The problem: Please reproduce all of the records below word for word.

Records from a labeling collection:
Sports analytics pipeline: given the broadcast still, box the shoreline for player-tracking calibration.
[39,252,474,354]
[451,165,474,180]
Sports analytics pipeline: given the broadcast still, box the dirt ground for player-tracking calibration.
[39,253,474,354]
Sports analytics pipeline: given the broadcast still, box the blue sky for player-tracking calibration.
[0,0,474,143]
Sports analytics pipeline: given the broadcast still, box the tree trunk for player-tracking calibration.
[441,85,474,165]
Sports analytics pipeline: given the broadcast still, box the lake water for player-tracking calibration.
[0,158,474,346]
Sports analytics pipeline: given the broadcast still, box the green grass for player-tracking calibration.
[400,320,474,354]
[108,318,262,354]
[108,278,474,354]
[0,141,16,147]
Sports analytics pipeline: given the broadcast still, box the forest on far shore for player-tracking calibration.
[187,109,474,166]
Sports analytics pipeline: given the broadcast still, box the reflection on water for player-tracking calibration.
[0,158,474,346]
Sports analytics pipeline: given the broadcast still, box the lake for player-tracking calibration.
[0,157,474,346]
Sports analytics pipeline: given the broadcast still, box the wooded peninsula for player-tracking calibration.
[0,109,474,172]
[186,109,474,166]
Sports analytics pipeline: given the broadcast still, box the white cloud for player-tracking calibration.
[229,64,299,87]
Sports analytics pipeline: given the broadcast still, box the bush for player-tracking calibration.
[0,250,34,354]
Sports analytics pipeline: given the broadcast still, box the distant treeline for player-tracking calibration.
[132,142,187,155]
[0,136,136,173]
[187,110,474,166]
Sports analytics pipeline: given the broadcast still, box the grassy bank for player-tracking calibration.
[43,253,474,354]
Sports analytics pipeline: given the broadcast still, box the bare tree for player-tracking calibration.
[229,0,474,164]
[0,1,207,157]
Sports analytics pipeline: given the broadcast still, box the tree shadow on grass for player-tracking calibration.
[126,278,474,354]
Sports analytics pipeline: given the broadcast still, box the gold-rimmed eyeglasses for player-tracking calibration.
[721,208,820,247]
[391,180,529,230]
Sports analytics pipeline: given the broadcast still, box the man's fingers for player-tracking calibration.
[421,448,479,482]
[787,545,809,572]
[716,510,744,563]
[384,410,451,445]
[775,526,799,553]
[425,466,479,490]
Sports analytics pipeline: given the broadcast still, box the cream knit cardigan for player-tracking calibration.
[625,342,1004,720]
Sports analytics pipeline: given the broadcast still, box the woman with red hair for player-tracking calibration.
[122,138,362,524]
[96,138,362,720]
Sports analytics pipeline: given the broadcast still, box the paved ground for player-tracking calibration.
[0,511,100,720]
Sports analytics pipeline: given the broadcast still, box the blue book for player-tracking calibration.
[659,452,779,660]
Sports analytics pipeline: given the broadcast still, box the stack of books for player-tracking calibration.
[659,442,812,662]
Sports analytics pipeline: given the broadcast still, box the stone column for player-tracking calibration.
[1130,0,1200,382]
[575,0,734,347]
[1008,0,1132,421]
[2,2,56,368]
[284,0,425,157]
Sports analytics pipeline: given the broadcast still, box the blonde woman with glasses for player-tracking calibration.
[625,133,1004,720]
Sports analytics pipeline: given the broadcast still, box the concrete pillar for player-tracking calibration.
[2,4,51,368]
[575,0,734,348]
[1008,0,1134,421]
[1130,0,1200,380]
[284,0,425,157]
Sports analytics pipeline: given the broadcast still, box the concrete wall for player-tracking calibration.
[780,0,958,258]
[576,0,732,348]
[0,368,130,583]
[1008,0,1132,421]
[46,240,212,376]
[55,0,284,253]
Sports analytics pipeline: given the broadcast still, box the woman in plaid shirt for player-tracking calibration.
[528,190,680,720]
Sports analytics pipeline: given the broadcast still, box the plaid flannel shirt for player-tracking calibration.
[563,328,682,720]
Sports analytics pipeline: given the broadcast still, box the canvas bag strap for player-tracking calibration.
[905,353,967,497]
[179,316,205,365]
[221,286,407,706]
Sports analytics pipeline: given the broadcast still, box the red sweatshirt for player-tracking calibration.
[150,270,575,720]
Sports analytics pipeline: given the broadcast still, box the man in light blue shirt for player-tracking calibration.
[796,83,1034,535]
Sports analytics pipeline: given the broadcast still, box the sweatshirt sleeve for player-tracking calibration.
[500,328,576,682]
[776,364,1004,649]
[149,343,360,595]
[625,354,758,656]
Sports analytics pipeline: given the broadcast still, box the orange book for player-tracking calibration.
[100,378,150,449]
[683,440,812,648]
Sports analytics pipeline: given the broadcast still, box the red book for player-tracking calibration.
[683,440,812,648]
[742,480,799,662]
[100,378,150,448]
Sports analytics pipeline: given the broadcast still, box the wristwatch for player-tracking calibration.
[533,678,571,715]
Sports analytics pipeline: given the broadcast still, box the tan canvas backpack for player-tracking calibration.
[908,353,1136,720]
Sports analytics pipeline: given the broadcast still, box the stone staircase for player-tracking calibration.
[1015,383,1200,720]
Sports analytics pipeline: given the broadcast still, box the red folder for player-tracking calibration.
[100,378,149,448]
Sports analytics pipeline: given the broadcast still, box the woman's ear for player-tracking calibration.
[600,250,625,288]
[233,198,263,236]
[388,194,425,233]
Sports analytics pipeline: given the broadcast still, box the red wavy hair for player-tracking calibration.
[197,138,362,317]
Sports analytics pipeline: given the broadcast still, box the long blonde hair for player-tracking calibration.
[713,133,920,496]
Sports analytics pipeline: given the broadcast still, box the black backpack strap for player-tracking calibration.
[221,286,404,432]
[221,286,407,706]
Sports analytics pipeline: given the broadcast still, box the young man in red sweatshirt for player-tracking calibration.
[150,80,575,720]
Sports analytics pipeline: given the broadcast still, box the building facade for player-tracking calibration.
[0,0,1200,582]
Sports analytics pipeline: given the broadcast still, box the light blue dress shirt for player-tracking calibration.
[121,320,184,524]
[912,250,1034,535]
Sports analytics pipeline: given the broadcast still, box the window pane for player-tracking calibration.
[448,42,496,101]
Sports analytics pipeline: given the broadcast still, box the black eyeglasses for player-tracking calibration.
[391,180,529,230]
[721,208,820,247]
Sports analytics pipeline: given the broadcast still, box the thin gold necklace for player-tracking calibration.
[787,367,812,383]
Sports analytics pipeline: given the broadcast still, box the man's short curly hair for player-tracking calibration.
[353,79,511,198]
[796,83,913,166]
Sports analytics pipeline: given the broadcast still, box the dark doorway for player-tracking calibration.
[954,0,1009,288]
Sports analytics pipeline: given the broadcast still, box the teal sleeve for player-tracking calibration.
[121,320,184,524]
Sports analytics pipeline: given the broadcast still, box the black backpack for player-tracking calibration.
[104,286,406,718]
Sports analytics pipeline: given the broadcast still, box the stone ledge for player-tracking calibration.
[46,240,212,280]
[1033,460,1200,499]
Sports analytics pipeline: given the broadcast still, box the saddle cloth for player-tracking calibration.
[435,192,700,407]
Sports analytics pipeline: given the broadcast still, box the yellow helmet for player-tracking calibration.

The response:
Sports analytics pipeline: given the broadcast still, box the shoreline for player-tracking calibration.
[39,252,474,354]
[451,165,474,180]
Sports analytics pipeline: given the broadcast still, box the dirt ground for player-tracking calibration.
[39,253,474,354]
Sports analytics pipeline: given the broadcast still, box the blue sky for player-tracking calibration.
[0,0,474,143]
Sports analytics pipeline: given the broadcast still, box the tree trunk for player-tracking calibration.
[441,85,474,165]
Sports analytics pipeline: given the broadcast still, box the lake water for player-tracking calibration.
[0,158,474,346]
Sports analytics pipeline: given the broadcast still, box the green grass for player-tracking calibration.
[400,320,474,354]
[108,318,262,354]
[108,278,474,354]
[0,141,16,147]
Sports analytics pipeline: given the broadcast still, box the forest on far shore for player-tracking calibration.
[187,109,474,166]
Sports analytics pipeline: given the broadcast still, box the reflection on water for player-tracking calibration.
[0,158,474,346]
Sports analytics pipeline: given the broadcast still, box the lake for player-tracking calibration.
[0,157,474,346]
Sports analytics pipeline: given the broadcast still, box the wooded peninsula for player-tracking calibration.
[0,109,474,172]
[186,109,474,166]
Sports analytics pipeline: given the broadcast still, box the white cloud for player-tracking calibration.
[229,64,299,87]
Sports analytics pipeline: given the broadcast still, box the bush for player-tracking calibration.
[0,250,34,354]
Sports analytics pipeline: given the broadcast still, box the distant treeline for player-tracking calibration.
[132,142,187,155]
[0,136,136,173]
[187,110,474,166]
Sports analytics pipeline: given the broadcast still, box the grassy bank for player-tracking calibration.
[43,253,474,354]
Sports analytics pipeline: given the broadcast still, box the bare tree for player-tracking calibration.
[229,0,474,164]
[0,1,207,157]
Sports analytics pipeline: given the broadcast still, box the tree shadow on grass for player-tracking calibration.
[126,278,474,354]
Sports analytics pipeline: given the broadcast still, box the gold-rimmed eyeglasses for player-tracking calibration.
[721,208,820,247]
[391,180,529,230]
Sports analytics pipeline: given the broadcast still, box the man's fingers for player-tracking calibration.
[421,448,479,482]
[787,545,809,572]
[716,510,744,563]
[384,410,451,445]
[775,526,799,553]
[425,466,479,490]
Sports analytics pipeline: given the broadcast still, box the cream knit cardigan for player-tracking calibration.
[625,342,1004,720]
Sports analytics pipeline: given the broadcast still, box the woman with red hair for player-tracking calibration.
[122,138,362,524]
[96,138,362,720]
Sports analytics pipeline: given the broadcast still, box the paved ground for player-tracking calibration.
[0,511,100,720]
Sports analytics pipeline: given the broadcast still, box the blue book for player-tracking calibration.
[659,452,779,660]
Sports analytics pipeline: given the broadcast still, box the stack of books for player-tracking calibration.
[659,442,812,662]
Sports analytics pipeline: given the broadcast still, box the stone column for player-tracking calibration.
[1130,0,1200,382]
[575,0,734,347]
[1008,0,1132,421]
[2,2,56,368]
[284,0,425,157]
Sports analytics pipeline: given the broadcast still, box the blonde woman with glasses for player-tracking calibration.
[625,133,1004,720]
Sports analytics pipeline: given the broadcast still, box the concrete pillar for player-tracking calibration.
[2,4,51,368]
[575,0,734,348]
[1008,0,1134,421]
[1130,0,1200,380]
[284,0,425,157]
Sports analytics pipeline: given the broadcast still, box the concrete wall for player-tracking calibration.
[780,0,958,258]
[576,0,732,348]
[0,368,130,583]
[1008,0,1132,421]
[46,240,212,376]
[55,0,284,253]
Sports analytics pipeline: given the broadcast still, box the woman in plaid shirt for player-tracking calibration.
[528,190,680,720]
Sports analytics pipeline: given the broadcast still, box the plaid flannel shirt for player-tracking calibration.
[563,328,682,720]
Sports analytics pipeline: given the broadcast still, box the canvas bag strap for player-tracking calibration.
[905,353,967,497]
[179,316,205,365]
[221,286,407,706]
Sports analytics pipeline: given the broadcast still, box the red sweatshirt for player-tracking calibration.
[150,270,575,720]
Sports analytics pipeline: given the broadcast still, box the man in light blue shirt for player-tracking calibration.
[796,83,1034,535]
Sports analytics pipeline: given the broadcast still, box the sweatshirt sleeve for player-tracking calibration.
[500,328,576,682]
[776,364,1004,649]
[149,343,360,595]
[625,354,758,656]
Sports analytics pipeline: given the broadcast still, box the orange book for player-tracking calibration.
[100,378,150,449]
[683,440,812,648]
Sports analytics pipeline: given the broadcast still, box the red book for player-tracking calibration.
[683,440,812,648]
[742,480,799,662]
[100,378,150,448]
Sports analytics pipeline: given the broadcast still, box the wristwatch for player-tracking calibration.
[533,678,571,715]
Sports analytics pipeline: given the broadcast still, box the tan canvas backpack for player-tracking calibration.
[908,353,1136,720]
Sports analytics pipeline: given the broadcast still, box the stone staircase for player-tracking calibration.
[1015,383,1200,720]
Sports analytics pipeline: given the broadcast still, box the red folder for player-tracking calibration.
[100,378,149,448]
Sports analytics pipeline: given the broadcast still, box the woman's ear for player-tracking calibration.
[600,250,625,288]
[233,198,263,236]
[388,194,425,233]
Sports analytics pipeline: given the broadcast still, box the red wavy hair for player-tracking calibration.
[197,138,362,317]
Sports analytics pipeline: given the broadcast still, box the long blonde hair for player-tracking calibration.
[713,133,920,496]
Sports analytics pipeline: given the broadcast still, box the black backpack strap for player-tracking calibration.
[221,286,404,432]
[221,286,407,706]
Sports analytics pipeline: given the broadcast still, box the young man in red sweatshirt for player-tracking calibration.
[150,80,575,720]
Sports analytics pipeline: given the broadcast still, box the building facade for player-tracking calibration.
[0,0,1200,582]
Sports analytics pipeline: given the broadcast still, box the light blue dress shirt for player-tracking calibration.
[121,320,184,524]
[912,250,1034,535]
Sports analytics pipeline: given the broadcast still, box the window pane for player-tracking calibration.
[448,42,496,101]
Sports analytics pipeline: given the broadcast still, box the black eyeglasses for player-tracking calibration.
[391,180,529,230]
[721,208,820,247]
Sports analytics pipeline: given the broadcast still, box the thin gold necklace for player-tracking calibration.
[787,367,812,383]
Sports analytics pipeline: given the broadcast still, box the man's short curly hair for player-tracking calibration.
[353,79,511,198]
[796,83,913,166]
Sports analytics pipeline: given the broadcast still, box the dark doorway for player-tracking calibration.
[954,0,1009,288]
Sports analytics pipeline: given the broadcast still, box the teal sleeve for player-tracking calibration.
[121,320,184,524]
Sports analytics pipeline: given the broadcast still, box the black backpack for player-tracking calibration.
[104,286,406,718]
Sports analytics pipeline: given the broadcast still, box the stone ledge for player-tracking calibration.
[46,240,212,280]
[1033,460,1200,499]
Sports analytics pipeline: given the broadcast still, box the saddle cloth for player-tracking calibration.
[435,192,700,407]
Sports analytics pipeline: given the broadcast still, box the yellow helmet for player-tracking calibration.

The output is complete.